[START Exercise data]

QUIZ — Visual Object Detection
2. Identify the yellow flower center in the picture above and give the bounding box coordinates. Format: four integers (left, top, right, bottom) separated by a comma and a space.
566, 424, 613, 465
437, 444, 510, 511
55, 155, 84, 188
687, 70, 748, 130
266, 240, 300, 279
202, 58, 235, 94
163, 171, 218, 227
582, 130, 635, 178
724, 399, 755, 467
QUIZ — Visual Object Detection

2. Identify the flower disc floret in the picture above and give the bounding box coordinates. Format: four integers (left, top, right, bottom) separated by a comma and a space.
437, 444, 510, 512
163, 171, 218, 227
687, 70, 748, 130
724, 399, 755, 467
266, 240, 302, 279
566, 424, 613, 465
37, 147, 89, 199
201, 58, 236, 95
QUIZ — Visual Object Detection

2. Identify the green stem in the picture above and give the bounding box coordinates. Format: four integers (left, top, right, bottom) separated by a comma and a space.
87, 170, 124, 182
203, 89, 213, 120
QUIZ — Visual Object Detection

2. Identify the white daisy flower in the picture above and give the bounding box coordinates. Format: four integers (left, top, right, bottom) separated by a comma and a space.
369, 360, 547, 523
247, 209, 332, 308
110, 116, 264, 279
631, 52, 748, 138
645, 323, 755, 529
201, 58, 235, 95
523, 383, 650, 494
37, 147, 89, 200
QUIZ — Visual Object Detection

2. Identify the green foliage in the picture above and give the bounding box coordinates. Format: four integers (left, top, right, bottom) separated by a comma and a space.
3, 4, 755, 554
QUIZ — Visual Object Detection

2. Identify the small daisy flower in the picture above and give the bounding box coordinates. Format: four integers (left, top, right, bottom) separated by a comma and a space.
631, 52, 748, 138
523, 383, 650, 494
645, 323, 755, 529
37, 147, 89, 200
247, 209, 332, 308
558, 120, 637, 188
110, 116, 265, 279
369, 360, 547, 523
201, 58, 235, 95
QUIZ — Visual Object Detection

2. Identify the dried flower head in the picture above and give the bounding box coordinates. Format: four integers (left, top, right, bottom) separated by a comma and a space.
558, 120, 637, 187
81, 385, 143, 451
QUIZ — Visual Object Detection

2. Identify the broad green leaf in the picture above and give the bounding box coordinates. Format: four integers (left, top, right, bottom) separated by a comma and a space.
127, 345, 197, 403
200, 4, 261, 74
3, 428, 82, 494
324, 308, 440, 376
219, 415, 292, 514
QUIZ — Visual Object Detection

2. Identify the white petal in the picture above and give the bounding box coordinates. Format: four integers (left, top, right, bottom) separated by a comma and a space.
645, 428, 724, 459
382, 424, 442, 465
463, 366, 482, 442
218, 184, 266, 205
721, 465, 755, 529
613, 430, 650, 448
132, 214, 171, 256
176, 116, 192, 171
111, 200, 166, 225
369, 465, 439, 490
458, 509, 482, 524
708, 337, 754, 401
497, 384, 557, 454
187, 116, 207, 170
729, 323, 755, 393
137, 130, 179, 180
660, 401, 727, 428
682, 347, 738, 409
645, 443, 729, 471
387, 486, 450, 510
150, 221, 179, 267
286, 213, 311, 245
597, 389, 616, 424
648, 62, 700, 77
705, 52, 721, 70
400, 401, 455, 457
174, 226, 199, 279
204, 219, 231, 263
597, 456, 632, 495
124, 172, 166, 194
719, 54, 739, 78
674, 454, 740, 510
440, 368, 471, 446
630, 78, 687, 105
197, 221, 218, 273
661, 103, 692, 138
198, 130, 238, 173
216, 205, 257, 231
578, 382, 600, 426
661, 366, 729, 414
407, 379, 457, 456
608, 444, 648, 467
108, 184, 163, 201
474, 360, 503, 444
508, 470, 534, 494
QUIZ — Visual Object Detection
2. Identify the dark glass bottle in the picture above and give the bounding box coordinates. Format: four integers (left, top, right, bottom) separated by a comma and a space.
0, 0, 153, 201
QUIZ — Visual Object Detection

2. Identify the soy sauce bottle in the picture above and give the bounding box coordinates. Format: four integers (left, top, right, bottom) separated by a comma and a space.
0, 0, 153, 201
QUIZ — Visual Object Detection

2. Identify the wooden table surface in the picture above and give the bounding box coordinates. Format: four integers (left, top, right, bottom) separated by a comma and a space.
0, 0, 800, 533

[END Exercise data]

Aim of the exercise>
Reproduce word for word every line from the start of the rows up to and including the line containing "437, 444, 510, 511".

Complete answer>
QUIZ — Visual Object Detection
2. Identify the yellow flower center in the picture above and give the bounding box coordinates. Format: four integers (left, top, right, bottom) separated by a comma and a space.
566, 424, 613, 465
437, 444, 510, 511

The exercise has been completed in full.